*** SUPPLIED INFORMATION ***

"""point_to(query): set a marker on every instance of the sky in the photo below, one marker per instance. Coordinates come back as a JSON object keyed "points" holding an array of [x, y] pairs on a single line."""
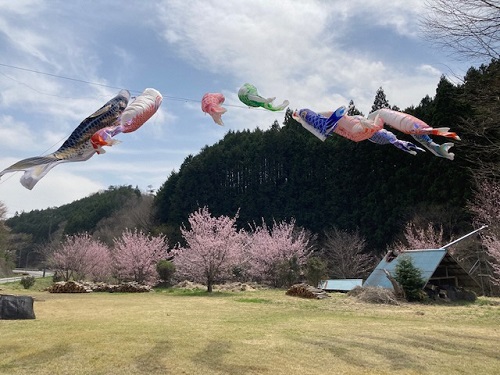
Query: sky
{"points": [[62, 60]]}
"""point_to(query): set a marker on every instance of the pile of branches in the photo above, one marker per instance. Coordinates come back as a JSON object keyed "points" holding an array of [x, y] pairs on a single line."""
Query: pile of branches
{"points": [[374, 294], [88, 287], [306, 291]]}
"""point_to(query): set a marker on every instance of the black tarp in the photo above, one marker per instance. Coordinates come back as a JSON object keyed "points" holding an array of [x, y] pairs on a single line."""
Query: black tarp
{"points": [[16, 307]]}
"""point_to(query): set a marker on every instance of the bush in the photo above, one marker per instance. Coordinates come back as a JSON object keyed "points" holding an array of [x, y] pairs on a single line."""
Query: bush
{"points": [[410, 279], [27, 281], [166, 270]]}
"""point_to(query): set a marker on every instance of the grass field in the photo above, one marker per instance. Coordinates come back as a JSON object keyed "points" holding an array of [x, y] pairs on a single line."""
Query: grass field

*** End of SUPPLIED INFORMATION ***

When you find a line in the records that contains the word "field", copy it.

"""point_to(query): set a marker on every instance of the grass field in the photo above, one marker per instance. Coordinates come back as a JSON object keyed "points" holding an array of [x, y] pairs on a single line."""
Query: grass field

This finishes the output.